_WHAT YOU SHOULD DO_:
Each line from the one that contains "Could you point to the cloudy" to the end of the material must be set down exactly, and no line before it.

_DATA ENTRIES_:
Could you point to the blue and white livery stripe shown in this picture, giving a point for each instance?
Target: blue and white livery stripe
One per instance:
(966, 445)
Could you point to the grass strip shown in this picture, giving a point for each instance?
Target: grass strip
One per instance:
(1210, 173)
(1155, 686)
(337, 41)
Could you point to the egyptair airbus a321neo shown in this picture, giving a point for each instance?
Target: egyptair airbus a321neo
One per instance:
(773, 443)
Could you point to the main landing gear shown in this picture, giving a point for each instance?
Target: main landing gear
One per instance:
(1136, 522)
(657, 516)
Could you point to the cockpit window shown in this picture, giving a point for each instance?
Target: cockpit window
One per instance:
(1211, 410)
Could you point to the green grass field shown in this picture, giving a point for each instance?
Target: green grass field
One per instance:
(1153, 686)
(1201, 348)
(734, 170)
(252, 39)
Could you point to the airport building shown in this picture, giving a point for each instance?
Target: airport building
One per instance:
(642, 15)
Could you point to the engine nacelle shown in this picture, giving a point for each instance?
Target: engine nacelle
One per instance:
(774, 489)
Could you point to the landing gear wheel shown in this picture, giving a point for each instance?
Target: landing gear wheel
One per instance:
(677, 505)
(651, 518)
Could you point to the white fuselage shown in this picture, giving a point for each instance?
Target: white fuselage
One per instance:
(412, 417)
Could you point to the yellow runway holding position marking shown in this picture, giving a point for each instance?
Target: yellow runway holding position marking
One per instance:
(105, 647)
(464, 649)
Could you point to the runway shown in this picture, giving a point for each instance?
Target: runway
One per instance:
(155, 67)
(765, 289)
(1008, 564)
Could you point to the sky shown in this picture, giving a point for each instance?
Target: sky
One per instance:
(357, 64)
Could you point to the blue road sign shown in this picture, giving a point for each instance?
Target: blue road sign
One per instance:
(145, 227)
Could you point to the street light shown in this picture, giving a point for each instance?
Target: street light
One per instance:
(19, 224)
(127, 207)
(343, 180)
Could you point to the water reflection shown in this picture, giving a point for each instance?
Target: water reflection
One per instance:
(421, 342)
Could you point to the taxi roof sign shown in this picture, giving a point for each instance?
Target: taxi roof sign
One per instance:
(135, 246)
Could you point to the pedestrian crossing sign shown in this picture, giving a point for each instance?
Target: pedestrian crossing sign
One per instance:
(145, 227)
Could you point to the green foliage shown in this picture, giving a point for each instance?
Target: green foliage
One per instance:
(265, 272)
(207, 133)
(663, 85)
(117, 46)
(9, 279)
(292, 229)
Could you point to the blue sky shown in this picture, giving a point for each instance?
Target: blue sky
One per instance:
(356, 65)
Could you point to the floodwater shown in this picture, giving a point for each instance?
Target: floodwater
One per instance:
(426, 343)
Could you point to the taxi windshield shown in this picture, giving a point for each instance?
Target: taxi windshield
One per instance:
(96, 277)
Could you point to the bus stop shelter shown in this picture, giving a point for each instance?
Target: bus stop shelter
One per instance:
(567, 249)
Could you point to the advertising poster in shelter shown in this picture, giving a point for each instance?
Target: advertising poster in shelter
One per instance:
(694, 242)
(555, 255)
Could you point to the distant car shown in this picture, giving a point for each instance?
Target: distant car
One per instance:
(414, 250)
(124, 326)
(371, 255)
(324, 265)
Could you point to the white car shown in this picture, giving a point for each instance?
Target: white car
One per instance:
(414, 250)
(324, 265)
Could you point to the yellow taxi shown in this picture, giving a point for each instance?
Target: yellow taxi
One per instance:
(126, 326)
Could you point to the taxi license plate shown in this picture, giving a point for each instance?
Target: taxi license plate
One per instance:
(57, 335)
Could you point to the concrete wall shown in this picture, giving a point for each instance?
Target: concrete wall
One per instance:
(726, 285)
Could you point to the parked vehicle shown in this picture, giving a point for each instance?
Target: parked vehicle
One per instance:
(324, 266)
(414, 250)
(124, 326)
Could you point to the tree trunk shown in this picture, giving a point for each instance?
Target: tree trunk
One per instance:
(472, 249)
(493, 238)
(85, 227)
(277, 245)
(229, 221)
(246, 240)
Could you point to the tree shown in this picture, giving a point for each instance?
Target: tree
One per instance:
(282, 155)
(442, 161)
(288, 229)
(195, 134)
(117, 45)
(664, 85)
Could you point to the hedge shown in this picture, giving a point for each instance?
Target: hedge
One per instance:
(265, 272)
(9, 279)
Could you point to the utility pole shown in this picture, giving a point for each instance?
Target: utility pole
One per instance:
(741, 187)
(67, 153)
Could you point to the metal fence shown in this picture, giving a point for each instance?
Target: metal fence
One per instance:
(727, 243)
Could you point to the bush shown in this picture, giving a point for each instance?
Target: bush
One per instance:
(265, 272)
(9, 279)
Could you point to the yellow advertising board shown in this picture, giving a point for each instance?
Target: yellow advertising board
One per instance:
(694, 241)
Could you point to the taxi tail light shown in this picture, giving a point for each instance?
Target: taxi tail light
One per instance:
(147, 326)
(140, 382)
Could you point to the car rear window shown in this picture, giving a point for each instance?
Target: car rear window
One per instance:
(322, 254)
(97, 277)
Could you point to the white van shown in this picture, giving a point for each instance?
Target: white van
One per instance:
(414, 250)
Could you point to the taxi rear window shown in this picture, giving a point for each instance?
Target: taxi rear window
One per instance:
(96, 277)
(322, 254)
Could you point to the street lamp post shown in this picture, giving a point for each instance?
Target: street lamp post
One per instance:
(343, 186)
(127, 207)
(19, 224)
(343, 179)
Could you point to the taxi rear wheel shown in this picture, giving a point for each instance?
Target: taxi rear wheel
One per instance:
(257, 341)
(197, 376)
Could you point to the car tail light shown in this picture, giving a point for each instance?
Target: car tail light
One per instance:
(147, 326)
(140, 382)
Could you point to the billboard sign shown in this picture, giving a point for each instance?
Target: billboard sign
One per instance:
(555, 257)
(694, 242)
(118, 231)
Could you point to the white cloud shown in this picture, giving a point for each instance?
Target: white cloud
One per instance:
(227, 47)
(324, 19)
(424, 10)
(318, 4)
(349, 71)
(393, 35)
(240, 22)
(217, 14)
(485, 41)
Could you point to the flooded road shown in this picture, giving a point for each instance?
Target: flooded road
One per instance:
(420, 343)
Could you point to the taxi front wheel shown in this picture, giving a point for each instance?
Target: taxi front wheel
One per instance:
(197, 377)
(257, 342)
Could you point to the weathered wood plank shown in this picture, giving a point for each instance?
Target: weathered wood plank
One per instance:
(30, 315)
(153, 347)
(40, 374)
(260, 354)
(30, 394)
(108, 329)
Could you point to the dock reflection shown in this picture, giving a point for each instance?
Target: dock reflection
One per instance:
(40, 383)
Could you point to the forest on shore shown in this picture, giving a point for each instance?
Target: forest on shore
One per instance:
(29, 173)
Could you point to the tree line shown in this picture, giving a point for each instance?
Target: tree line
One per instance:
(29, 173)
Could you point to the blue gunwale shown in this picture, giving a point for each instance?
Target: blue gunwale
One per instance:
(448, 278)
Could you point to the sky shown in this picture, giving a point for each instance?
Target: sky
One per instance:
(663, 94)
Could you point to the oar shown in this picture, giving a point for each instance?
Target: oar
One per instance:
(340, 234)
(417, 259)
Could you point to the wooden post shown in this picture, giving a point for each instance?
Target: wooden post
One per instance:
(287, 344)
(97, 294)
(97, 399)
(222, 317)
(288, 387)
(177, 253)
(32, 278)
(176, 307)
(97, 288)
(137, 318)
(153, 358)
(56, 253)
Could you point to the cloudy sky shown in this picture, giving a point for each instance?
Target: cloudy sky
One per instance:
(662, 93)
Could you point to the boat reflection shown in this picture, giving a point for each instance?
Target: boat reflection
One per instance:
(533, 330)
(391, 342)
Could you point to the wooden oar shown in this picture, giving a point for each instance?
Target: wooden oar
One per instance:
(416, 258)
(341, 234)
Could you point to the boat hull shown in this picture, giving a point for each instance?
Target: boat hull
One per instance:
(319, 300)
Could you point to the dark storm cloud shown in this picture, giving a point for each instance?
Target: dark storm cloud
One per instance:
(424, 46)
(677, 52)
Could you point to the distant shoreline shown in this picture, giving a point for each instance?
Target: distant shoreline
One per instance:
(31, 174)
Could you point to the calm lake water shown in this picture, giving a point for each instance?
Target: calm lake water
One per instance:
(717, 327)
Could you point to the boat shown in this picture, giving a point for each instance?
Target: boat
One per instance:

_ANSWER TO THE EXERCISE_:
Could you point to the cloudy sky shown in this picture, giving a point for each instance?
Target: cloudy sky
One per instance:
(662, 93)
Could you point to the boat reflection shown in this picture, giving a point for each instance?
Target: boat reflection
One per instance:
(533, 330)
(391, 342)
Could you point to the wooden oar shown in this picture, giving a point for each instance?
Target: wooden oar
One per instance:
(416, 258)
(341, 234)
Could you point to the boat hull shown in this picture, giving a point for each instance?
Target: boat hull
One per instance:
(319, 300)
Could you point to the dark storm cloud shown in this picture, giving a point for each instance?
Target: dark storm cloud
One per instance:
(424, 46)
(677, 52)
Could you point to the distant shoreline shown in this picture, giving a point for each instance?
Target: distant shoreline
One per instance:
(31, 174)
Could you point to the calm lake water shown in this picture, giving a point for each instance?
Target: calm lake water
One per instance:
(717, 327)
Could you point to the boat shown in this picture, giving a point for each instance?
Target: boat
One per instance:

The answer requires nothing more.